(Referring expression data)
# # # # # # #

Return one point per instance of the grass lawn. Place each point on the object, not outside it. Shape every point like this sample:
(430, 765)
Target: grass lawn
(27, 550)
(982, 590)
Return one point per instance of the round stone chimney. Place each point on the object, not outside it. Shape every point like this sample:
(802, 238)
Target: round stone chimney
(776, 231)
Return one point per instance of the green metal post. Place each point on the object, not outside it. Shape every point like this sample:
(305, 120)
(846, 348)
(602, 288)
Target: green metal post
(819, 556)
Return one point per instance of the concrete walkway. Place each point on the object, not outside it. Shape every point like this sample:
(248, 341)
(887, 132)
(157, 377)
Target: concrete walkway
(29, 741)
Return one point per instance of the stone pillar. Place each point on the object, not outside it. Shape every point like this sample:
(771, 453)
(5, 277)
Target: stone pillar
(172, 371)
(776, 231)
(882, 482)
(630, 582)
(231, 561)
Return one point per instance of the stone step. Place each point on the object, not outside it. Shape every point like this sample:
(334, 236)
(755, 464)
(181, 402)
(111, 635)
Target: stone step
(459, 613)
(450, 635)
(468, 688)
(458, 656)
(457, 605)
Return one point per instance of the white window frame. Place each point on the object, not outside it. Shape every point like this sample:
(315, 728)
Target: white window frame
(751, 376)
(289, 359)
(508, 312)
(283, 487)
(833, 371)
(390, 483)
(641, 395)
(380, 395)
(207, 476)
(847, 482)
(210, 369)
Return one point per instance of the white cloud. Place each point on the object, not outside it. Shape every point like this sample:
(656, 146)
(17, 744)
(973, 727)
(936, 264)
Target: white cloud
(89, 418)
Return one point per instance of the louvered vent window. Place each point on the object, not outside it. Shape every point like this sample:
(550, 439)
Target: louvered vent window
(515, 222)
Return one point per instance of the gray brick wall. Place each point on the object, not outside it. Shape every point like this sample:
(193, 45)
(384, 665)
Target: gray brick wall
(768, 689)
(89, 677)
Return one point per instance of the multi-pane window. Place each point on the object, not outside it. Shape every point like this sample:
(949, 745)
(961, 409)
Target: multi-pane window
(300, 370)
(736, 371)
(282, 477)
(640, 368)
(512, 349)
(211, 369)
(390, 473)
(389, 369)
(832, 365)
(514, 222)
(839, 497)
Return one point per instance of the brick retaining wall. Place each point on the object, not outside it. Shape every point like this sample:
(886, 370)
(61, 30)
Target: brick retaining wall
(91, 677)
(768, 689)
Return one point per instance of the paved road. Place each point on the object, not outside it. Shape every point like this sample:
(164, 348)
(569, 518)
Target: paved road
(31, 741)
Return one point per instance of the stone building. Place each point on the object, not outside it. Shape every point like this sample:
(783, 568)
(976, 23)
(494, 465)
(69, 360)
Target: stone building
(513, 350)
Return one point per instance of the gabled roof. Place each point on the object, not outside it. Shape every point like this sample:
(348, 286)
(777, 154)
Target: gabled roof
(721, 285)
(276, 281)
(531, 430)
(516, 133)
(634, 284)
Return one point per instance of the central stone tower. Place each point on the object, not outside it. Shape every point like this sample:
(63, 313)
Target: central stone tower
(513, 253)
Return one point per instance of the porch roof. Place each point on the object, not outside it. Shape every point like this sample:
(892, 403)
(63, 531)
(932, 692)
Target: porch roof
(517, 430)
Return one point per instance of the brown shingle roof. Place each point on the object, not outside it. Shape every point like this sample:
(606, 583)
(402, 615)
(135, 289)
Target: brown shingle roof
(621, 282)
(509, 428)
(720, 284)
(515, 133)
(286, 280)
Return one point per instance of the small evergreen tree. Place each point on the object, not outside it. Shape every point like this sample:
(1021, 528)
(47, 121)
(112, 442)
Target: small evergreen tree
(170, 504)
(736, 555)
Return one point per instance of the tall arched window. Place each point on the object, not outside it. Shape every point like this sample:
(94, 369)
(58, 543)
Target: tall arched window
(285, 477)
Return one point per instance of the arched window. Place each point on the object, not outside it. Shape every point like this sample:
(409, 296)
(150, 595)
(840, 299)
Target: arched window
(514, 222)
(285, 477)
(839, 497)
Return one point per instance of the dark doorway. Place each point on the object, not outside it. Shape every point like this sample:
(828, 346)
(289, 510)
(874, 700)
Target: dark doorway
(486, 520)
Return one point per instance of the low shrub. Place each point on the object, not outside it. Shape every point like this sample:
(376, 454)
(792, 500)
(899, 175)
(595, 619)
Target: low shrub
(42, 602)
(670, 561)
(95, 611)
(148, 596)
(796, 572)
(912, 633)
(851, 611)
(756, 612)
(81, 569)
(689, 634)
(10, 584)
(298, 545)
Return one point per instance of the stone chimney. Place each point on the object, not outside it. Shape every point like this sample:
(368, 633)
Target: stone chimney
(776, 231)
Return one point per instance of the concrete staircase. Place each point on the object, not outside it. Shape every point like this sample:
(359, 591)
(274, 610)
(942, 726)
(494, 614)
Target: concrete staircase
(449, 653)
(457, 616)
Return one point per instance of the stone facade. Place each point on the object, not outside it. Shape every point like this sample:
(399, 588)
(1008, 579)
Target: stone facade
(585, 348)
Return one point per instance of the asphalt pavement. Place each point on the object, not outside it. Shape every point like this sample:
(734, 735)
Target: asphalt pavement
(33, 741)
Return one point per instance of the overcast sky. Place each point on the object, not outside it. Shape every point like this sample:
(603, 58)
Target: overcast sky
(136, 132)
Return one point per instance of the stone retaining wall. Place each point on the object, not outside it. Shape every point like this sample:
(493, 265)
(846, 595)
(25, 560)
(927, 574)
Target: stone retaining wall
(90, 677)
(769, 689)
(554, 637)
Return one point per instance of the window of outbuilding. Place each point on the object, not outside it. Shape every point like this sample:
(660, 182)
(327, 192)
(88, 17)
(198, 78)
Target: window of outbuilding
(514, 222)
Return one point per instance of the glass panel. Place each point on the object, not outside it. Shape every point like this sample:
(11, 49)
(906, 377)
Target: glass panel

# # # # # # #

THE PROBLEM: How many lines of the entries include the string "glass"? Answer with a number and no other words.

SOLUTION FOR THIS PROBLEM: 2